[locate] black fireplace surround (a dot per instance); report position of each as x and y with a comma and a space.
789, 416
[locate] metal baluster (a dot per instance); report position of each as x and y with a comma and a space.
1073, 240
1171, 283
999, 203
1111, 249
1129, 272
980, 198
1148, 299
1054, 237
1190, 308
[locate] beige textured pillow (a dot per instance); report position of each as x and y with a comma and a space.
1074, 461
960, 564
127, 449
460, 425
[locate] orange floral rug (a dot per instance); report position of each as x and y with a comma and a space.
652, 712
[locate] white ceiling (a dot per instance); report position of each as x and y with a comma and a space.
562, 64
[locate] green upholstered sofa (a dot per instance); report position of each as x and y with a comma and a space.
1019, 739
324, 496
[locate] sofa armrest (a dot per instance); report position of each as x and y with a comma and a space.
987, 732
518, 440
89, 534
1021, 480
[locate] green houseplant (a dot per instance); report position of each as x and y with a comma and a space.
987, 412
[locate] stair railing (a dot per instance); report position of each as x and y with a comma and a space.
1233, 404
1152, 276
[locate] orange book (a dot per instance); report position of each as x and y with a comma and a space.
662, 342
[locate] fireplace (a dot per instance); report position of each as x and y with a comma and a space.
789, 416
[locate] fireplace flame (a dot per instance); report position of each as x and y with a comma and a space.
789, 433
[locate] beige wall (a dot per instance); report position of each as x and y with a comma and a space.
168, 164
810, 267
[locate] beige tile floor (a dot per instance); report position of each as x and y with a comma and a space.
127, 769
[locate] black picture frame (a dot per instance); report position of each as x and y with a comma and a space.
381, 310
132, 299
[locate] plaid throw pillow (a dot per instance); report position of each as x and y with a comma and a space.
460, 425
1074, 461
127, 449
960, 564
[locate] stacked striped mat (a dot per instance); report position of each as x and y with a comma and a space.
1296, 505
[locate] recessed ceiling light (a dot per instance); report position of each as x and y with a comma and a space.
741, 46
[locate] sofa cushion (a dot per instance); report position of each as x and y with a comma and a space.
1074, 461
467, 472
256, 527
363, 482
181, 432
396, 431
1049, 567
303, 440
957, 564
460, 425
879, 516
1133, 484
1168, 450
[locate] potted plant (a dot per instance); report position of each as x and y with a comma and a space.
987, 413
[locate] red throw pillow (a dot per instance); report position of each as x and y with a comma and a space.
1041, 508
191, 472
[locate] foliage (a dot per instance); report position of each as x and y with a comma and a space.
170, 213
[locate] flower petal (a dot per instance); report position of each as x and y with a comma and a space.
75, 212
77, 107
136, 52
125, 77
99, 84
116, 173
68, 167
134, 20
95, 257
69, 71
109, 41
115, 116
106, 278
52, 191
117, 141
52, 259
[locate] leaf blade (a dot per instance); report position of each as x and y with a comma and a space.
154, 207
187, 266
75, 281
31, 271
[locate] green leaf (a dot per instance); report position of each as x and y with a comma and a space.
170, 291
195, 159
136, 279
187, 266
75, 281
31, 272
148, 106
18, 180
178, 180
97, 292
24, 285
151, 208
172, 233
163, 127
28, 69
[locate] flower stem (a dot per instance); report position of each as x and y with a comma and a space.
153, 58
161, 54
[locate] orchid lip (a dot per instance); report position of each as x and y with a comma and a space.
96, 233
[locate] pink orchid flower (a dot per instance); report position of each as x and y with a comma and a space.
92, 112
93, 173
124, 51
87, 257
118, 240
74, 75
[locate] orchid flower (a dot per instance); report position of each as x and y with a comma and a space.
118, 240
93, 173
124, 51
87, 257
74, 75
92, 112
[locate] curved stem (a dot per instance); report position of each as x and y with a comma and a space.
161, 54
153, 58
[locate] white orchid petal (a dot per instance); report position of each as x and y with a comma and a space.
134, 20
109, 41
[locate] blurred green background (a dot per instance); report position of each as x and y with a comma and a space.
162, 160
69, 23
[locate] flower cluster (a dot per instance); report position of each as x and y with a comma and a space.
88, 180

____

### Brief:
Return the full material unchanged.

### Response area:
[locate] black fireplace surround (a dot per instance); report position of each as x and y with a comma and a space.
789, 416
[locate] metal baluster (a dot per instance); report position of each as x and y with a comma and a space.
1073, 240
1171, 283
999, 203
1111, 249
1129, 272
980, 198
1148, 299
1054, 237
1190, 308
[locate] beige textured pillow (a dot per instance); report position of each as x and y with a comma and a space.
1074, 461
960, 564
127, 449
460, 425
[locate] orange floral rug (a dot per instance); report position of each as x and y with a comma and a space.
652, 712
[locate] white ceiling (a dot per instance); report position of each as x and y with a comma and a space.
562, 64
[locate] green upholstered sofa (a dot per instance); report position of each as x and y with a comma and a space.
1019, 739
324, 496
[locate] sofa armrest (a dot per instance); report position of each as x and y with a comma and a space.
987, 732
518, 440
89, 534
1021, 480
[locate] green houseplant (a dot per instance); report position of each as x and y with a comma and a space.
987, 412
[locate] stair railing (a dot per instance); report position of each as x and y with a comma and a space.
1233, 404
1152, 276
[locate] orange book (a dot per instance); report position of each as x and y with a comma and a space.
662, 342
[locate] fireplace (a dot per instance); report position of each as x and y with a comma and a space.
789, 416
[locate] fireplace flame (a dot per instance); report position of each as x and y with a comma and a space.
789, 433
[locate] beige wall (a dot per instance); report position of each as x and y with a comma and a space.
168, 164
810, 267
[locate] beige tile floor (a dot per instance); report position of each as x and y with a comma and a space.
127, 769
[locate] black picture frame (a dot per instance); report position of each as x and y with a comma and a space.
381, 310
132, 299
[locate] plaid throw pillow (a dot per instance); report position of each as x and y with a comma and a space.
460, 425
1074, 461
127, 449
960, 564
[locate] stacked striped mat (a dot per instance); report position of each as x and y with a comma and a space.
1296, 505
[locate] recessed ceiling light (a dot per instance); report position of each as x and y with a comma and a space.
741, 46
[locate] sofa cushion (a dot per instance); report position of each as x and y with a comma and a space.
1074, 461
467, 472
256, 527
363, 482
181, 432
396, 431
1049, 567
303, 440
957, 564
460, 425
879, 516
1133, 484
1168, 450
[locate] potted plant (a dot per instance); report position of each as x and y with a comma and a space.
987, 413
[locate] red throw pillow (a dot per instance); report position of each as x and y with a comma and a space.
1041, 508
191, 472
[locate] foliage (a dot per instance); report position of each as x and y with a comma and a space.
170, 213
[locate] flower petal (a dot per instance); report position of each as x and y with a comma and a space.
75, 212
77, 107
136, 52
125, 77
99, 84
116, 173
68, 167
134, 20
95, 257
69, 71
109, 41
115, 116
106, 278
52, 191
117, 141
52, 259
[locate] leaf blade (a dot per instance); report position of each as x and y with a comma and a space.
154, 207
187, 266
75, 281
31, 271
[locate] green leaf (a dot per instance); report position of each as x and y with a comma and a space.
170, 291
195, 159
136, 279
187, 266
75, 281
31, 272
148, 106
18, 180
178, 180
97, 292
24, 285
151, 208
172, 233
163, 127
28, 69
[locate] flower stem (a dot per instance); report position of each as x and y with a comma and a space.
153, 58
161, 54
[locate] orchid lip (a dot per instance); report position of each as x and y with a comma and a space.
96, 233
[locate] pink orchid flower (a dot per instance); report position of each as x and y with a comma and a space.
92, 112
93, 173
124, 51
87, 257
118, 240
74, 75
[locate] orchid flower (a dot per instance); report position of each as x and y with a comma and a space.
118, 240
93, 173
124, 51
87, 257
74, 75
92, 112
[locate] curved stem (a dot per instance); report position of each as x and y with a comma and a space.
161, 54
153, 58
[locate] white orchid petal (a dot per instance); report position of each as x and y with a comma and a space.
134, 20
109, 41
[locate] blurred green background (a dot per instance); report position of each as x and y with a comma and a space.
162, 160
69, 23
[locate] flower cluster (a dot per instance); report position of each as x and y with a comma and a space.
88, 180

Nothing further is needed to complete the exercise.